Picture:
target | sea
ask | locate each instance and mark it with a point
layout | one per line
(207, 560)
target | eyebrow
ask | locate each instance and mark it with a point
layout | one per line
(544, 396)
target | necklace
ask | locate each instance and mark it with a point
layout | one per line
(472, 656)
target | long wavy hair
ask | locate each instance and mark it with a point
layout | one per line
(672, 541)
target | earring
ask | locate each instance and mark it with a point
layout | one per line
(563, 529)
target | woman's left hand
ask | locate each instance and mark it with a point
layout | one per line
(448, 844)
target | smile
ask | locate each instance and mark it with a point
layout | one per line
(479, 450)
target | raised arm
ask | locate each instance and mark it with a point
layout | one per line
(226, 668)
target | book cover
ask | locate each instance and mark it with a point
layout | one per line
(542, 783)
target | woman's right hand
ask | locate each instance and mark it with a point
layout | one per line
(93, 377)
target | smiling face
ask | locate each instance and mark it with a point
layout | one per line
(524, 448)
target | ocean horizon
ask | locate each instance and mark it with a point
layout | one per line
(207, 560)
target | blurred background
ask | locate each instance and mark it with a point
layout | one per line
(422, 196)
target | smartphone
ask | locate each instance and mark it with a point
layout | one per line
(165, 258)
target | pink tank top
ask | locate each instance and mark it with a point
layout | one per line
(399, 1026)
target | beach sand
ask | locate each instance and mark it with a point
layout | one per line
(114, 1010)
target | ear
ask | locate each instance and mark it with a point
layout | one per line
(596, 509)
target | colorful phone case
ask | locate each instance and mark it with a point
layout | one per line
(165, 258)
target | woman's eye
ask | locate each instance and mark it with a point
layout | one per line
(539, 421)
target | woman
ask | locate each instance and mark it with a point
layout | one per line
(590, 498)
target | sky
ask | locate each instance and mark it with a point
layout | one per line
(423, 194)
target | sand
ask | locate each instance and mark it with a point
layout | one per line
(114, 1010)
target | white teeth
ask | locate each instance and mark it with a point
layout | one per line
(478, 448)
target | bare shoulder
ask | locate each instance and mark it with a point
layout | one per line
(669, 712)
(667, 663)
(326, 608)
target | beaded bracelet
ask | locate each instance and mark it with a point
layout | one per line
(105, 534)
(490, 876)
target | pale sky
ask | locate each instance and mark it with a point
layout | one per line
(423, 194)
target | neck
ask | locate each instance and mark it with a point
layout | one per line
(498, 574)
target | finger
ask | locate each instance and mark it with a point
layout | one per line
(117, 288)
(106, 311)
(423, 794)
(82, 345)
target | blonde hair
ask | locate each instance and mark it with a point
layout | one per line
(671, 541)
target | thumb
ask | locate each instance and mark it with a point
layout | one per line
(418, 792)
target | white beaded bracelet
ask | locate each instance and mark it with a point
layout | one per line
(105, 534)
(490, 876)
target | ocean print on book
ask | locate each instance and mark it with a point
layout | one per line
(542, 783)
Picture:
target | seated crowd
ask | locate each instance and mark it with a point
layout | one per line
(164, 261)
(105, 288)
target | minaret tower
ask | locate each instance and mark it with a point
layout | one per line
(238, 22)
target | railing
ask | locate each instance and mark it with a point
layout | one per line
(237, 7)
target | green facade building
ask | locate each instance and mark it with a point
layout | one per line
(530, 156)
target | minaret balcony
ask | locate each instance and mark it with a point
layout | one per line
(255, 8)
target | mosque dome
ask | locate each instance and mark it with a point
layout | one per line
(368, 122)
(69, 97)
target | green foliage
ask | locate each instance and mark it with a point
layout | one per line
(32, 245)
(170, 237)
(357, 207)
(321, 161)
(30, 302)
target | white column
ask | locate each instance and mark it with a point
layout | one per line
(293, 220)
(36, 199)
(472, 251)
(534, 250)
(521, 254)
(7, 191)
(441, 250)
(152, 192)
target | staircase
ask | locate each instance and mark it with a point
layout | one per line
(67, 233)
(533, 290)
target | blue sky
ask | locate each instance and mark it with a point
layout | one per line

■ **Given task**:
Copy all the records above, line for line, without changing anything.

■ **Reply**:
Picture:
target | sea
ask | locate each instance and mark it with a point
layout | one per line
(207, 560)
target | eyebrow
ask | locate each instance and mark it with a point
layout | one per line
(544, 396)
target | necklace
ask | locate each instance and mark it with a point
layout | one per line
(472, 656)
target | long wavy hair
ask | locate each instance and mark it with a point
layout | one per line
(672, 541)
target | earring
ask | locate each instance and mark it with a point
layout | one per line
(563, 529)
target | woman's left hand
ask | locate each instance and mark it with a point
layout | one per line
(448, 844)
target | smile
ask | locate each instance and mark it with a point
layout | one per line
(479, 450)
target | raised arm
ask | locate each instance and mark it with a point
layout | one per line
(226, 668)
target | book cover
ask | locate each instance and mark it with a point
layout | one per line
(542, 783)
target | woman's right hand
ask | locate each instance and mark it with a point
layout | one per line
(93, 377)
target | smiling face
ask | locate each instance and mark it with a point
layout | one per line
(524, 448)
target | ocean horizon
ask | locate each instance and mark it with a point
layout | one per line
(207, 560)
target | blurred background
ask | locate each instance and mark it with a point
layout | one per line
(422, 196)
target | smartphone
ask | locate each instance and mark it with a point
layout | one per line
(165, 258)
target | pink tank top
ask | locate each instance and mark it with a point
layout | one per line
(399, 1026)
target | beach sand
ask | locate each instance and mark it with a point
layout | one per line
(114, 1010)
target | ear
ask | locate each instance and mark it with a point
layout | one per line
(596, 509)
target | colorful phone case
ask | locate each instance and mark it with a point
layout | one per line
(165, 258)
target | woman's eye
ask | locate each instance and mark it with a point
layout | one per line
(539, 421)
target | woman
ask | locate each instance and mark it with a point
layout | one per line
(590, 498)
target | sky
ask | locate each instance and mark it with a point
layout | one per line
(423, 194)
target | sand
ask | locate each instance and mark it with a point
layout | one per line
(114, 1010)
target | white teeth
ask | locate each instance and mark it with a point
layout | one per line
(478, 448)
target | bare shoulder
ask | locate each instance and mark it with a point
layout | one per line
(669, 712)
(667, 663)
(326, 608)
target | beaded bracelet
ask | locate each instance and mark it with a point
layout | one per line
(105, 534)
(490, 876)
target | pale sky
ask | locate each instance and mark it with a point
layout | one per line
(423, 194)
target | neck
ask | locate each instance and mark it with a point
layout | one per line
(498, 574)
target | finger
ask | locate each instance and mark it with a point
layout | one per line
(117, 288)
(106, 311)
(423, 794)
(82, 345)
target | blonde hair
ask | locate each instance and mark it with a point
layout | one per line
(671, 541)
target | thumb
ask | locate each instance and mark it with a point
layout | one per line
(418, 792)
target | white beaded bracelet
ask | locate each instance and mark it with a point
layout | one per line
(105, 534)
(490, 876)
target | ocean print on book
ask | locate each instance and mark it with a point
layout | one per line
(542, 783)
Picture:
target | seated crowd
ask | locate each instance and mark it with a point
layout | one per line
(164, 261)
(105, 288)
target | minaret tower
ask | locate each instance and mark it with a point
layout | one per line
(238, 22)
target | railing
ask | locate each instance and mark it with a point
layout | one per line
(237, 7)
target | green facade building
ask | locate each instance and mark it with a point
layout | one per line
(530, 156)
target | minaret balcony
ask | locate each instance and mark it with a point
layout | one per line
(255, 8)
target | mosque dome
ask | locate each instance and mark it with a point
layout | one per line
(368, 122)
(69, 97)
target | green foliage
ask | locate each instance and mark it with a point
layout | one per line
(32, 245)
(170, 237)
(357, 207)
(321, 161)
(30, 302)
target | white column
ask | locate each instance and mark it with a point
layout | one per line
(293, 220)
(36, 199)
(472, 251)
(534, 250)
(521, 254)
(7, 191)
(441, 250)
(152, 192)
target | staircase
ask | locate each instance and mark it with a point
layout | one per line
(67, 233)
(533, 290)
target | blue sky
ask | locate each instance and mark it with a point
layout | one per line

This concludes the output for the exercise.